任务要求 -
- 1) 在这篇关于Hadoop故障转移配置的帖子中，RegionServer日志报错的URI里指定了哪个端口？
- 2) 根据这篇关于Hadoop故障转移配置的帖子，判断下列说法是否符合原文，并逐条引用原文中起决定作用的字句：(a) 作者在RegionServer日志中看到了错误；(b) 报错称'HAcluster'是一个需要端口信息的普通主机；(c) 作者已能使用HDFS HA正确配置RegionServer。
- 3) 把这篇关于Hadoop故障转移配置的帖子从"at org.apache.hadoop.hdfs.DFSClient.<init>(DFSClient.java:510)"到"at org.apache.hadoop.fs.FileSystem.get(FileSystem.java:166)"的部分重写一遍，并将其中的"DFSClient"重命名为"HdfsClient"。

____ 摘录内容

我正在尝试构建具有故障转移功能的Hadoop架构。 我的问题是我无法使用HDFS HA正确配置RegionServer。我在RegionServer日志中有以下错误
java.io.IOException: Port 9000 specified in URI hdfs://HAcluster:9000 but host 'HAcluster' is a logical (HA) namenode and does not use port information.
at org.apache.hadoop.hdfs.NameNodeProxies.getFailoverProxyProviderClass(NameNodeProxies.java:396)
at org.apache.hadoop.hdfs.NameNodeProxies.createProxy(NameNodeProxies.java:134)
at org.apache.hadoop.hdfs.DFSClient.<init>(DFSClient.java:510)
at org.apache.hadoop.hdfs.DFSClient.<init>(DFSClient.java:453)
at org.apache.hadoop.hdfs.DistributedFileSystem.initialize(DistributedFileSystem.java:136)
at org.apache.hadoop.fs.FileSystem.createFileSystem(FileSystem.java:2433)
at org.apache.hadoop.fs.FileSystem.access$200(FileSystem.java:88)
at org.apache.hadoop.fs.FileSystem$Cache.getInternal(FileSystem.java:2467)
at org.apache.hadoop.fs.FileSystem$Cache.get(FileSystem.java:2449)
at org.apache.hadoop.fs.FileSystem.get(FileSystem.java:367)
at org.apache.hadoop.fs.FileSystem.get(FileSystem.java:166)
at org.apache.hadoop.hbase.regionserver.HRegionServer.startRegionServer(HRegionServer.java:2508)
at org.apache.hadoop.hbase.regionserver.HRegionServer.startRegionServer(HRegionServer.java:2492)
at org.apache.hadoop.hbase.regionserver.HRegionServerCommandLine.start(HRegionServerCommandLine.java:62)
at org.apache.hadoop.hbase.regionserver.HRegionServerCommandLine.run(HRegionServerCommandLine.java:85)
at org.apache.hadoop.util.ToolRunner.run(ToolRunner.java:70)
at org.apache.hadoop.hbase.util.ServerCommandLine.doMain(ServerCommandLine.java:126)
at org.apache.hadoop.hbase.regionserver.HRegionServer.main(HRegionServer.java:2543)

________
____ 所给材料

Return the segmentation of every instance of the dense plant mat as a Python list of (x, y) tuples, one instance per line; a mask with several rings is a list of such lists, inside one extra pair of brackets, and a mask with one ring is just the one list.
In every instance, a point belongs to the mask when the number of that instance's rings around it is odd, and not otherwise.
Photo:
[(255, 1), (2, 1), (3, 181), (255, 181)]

________

结果 -
- 1) 9000端口。

- 2)
(a) 是。原文："我在RegionServer日志中有以下错误"
(b) 否。原文："host 'HAcluster' is a logical (HA) namenode and does not use port information"
(c) 否。原文："我无法使用HDFS HA正确配置RegionServer"

- 3)
at org.apache.hadoop.hdfs.HdfsClient.<init>(HdfsClient.java:510)
at org.apache.hadoop.hdfs.HdfsClient.<init>(HdfsClient.java:453)
at org.apache.hadoop.hdfs.DistributedFileSystem.initialize(DistributedFileSystem.java:136)
at org.apache.hadoop.fs.FileSystem.createFileSystem(FileSystem.java:2433)
at org.apache.hadoop.fs.FileSystem.access$200(FileSystem.java:88)
at org.apache.hadoop.fs.FileSystem$Cache.getInternal(FileSystem.java:2467)
at org.apache.hadoop.fs.FileSystem$Cache.get(FileSystem.java:2449)
at org.apache.hadoop.fs.FileSystem.get(FileSystem.java:367)
at org.apache.hadoop.fs.FileSystem.get(FileSystem.java:166)